Task brief = Print out every line, exactly as written.

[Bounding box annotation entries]
= = = = = = =

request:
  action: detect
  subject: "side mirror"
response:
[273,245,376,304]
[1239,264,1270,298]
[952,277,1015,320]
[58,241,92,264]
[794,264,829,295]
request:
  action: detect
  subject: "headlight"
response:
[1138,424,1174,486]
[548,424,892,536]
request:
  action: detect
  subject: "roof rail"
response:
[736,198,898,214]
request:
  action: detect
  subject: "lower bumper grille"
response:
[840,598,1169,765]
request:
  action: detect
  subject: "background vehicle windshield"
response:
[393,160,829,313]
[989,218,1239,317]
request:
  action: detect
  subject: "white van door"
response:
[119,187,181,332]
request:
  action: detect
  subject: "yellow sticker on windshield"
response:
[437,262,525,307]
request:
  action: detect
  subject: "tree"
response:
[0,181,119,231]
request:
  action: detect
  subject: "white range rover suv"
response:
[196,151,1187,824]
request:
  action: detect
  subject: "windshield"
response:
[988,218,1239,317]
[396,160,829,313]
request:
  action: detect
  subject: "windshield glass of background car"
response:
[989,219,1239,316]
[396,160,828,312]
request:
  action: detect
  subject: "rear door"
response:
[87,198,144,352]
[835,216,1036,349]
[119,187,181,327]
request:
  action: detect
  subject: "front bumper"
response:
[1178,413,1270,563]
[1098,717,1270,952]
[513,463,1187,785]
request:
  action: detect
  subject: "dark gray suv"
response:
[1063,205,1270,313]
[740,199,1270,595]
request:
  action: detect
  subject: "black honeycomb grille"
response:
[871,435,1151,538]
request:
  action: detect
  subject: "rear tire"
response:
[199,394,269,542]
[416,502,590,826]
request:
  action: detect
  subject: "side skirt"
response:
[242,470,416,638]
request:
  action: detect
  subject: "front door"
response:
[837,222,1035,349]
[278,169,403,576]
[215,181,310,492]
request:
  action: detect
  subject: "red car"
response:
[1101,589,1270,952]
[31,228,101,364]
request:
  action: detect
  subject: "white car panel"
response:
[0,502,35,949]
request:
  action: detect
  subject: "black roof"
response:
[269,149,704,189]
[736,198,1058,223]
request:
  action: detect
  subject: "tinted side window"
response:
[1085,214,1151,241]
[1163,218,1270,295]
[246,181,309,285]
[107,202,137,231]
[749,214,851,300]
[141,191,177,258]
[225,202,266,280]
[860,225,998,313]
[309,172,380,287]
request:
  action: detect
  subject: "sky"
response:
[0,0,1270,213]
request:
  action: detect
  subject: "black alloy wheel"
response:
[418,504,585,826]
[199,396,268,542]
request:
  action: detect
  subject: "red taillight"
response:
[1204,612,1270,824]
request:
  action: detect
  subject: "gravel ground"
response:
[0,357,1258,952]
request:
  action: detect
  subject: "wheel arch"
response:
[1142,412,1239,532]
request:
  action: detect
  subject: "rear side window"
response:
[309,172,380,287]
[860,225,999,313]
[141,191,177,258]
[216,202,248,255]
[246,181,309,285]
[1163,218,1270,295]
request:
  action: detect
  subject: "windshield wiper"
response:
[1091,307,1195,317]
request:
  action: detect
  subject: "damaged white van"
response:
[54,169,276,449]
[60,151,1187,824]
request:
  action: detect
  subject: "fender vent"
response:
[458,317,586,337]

= = = = = = =

Response to the task =
request:
  action: detect
  subject: "side mirror"
response:
[273,245,376,304]
[1239,264,1270,298]
[952,277,1015,320]
[58,241,92,264]
[794,264,829,295]
request:
  action: detect
  subject: "headlight"
response:
[1138,424,1174,486]
[548,424,892,536]
request:
  action: detect
  subject: "roof rail"
response:
[736,198,898,214]
request:
  action: detect
  subject: "lower bumper grille"
response:
[840,598,1169,765]
request:
  action: detect
  subject: "background vehicle windshield"
response:
[393,160,829,313]
[989,218,1239,317]
request:
  action: detect
  subject: "white van door"
response:
[119,187,181,332]
request:
  action: detect
  subject: "yellow sticker on windshield"
response:
[437,262,525,307]
request:
  action: detect
  subject: "tree"
response:
[0,181,119,231]
request:
  action: detect
  subject: "white range rover suv"
response:
[196,151,1187,824]
request:
  action: detect
  subject: "windshield"
response:
[988,218,1239,317]
[396,160,829,313]
request:
  action: detect
  subject: "windshield glass of background car"
response:
[989,219,1239,316]
[396,160,828,312]
request:
  action: detect
  subject: "rear door"
response:
[87,198,144,352]
[835,216,1036,349]
[119,187,181,327]
request:
  action: detect
  subject: "front bumper"
response:
[1178,413,1270,563]
[1098,717,1270,952]
[513,463,1187,785]
request:
  action: detect
  subject: "dark gray suv"
response:
[1063,205,1270,313]
[740,199,1270,595]
request:
  action: detect
  subject: "black honeycomb grille"
response:
[871,435,1151,538]
request:
  action: detect
  subject: "rear tire"
response:
[199,394,269,542]
[416,502,590,826]
request:
  action: detect
  subject: "side skirt"
response:
[242,470,416,638]
request:
  action: detect
  subject: "front door"
response:
[837,222,1035,349]
[278,169,403,576]
[215,181,310,492]
request:
  action: detect
  subject: "red car"
response:
[1101,589,1270,952]
[31,228,101,364]
request:
  action: detect
  subject: "white car panel"
response:
[0,502,35,949]
request:
  action: detect
  subject: "black roof"
response:
[269,149,704,189]
[736,198,1058,223]
request:
  action: detect
  subject: "tinted side window"
response:
[1085,214,1151,241]
[1163,218,1270,295]
[246,181,309,285]
[107,202,137,231]
[749,214,851,300]
[141,191,177,258]
[225,202,266,280]
[860,225,998,313]
[309,172,380,287]
request:
  action: detect
  subject: "sky"
response:
[0,0,1270,213]
request:
  action: detect
  subject: "black alloy wheel"
response:
[418,504,585,826]
[199,396,268,542]
request:
  action: detect
  subject: "red taillight"
response:
[1204,612,1270,824]
request:
  action: detect
  subject: "gravel ground"
response:
[0,357,1258,952]
request:
  action: detect
  subject: "wheel arch"
response:
[1142,412,1239,532]
request:
  action: detect
  subject: "rear side window"
response:
[309,172,380,287]
[860,225,999,313]
[141,191,177,258]
[216,202,248,255]
[246,181,309,285]
[1163,218,1270,295]
request:
  action: detect
  subject: "windshield wiper"
response:
[1091,307,1195,317]
request:
  action: detect
  subject: "damaged white van"
response:
[54,169,276,449]
[60,151,1187,824]
request:
  action: detect
  subject: "fender vent"
response:
[458,317,586,337]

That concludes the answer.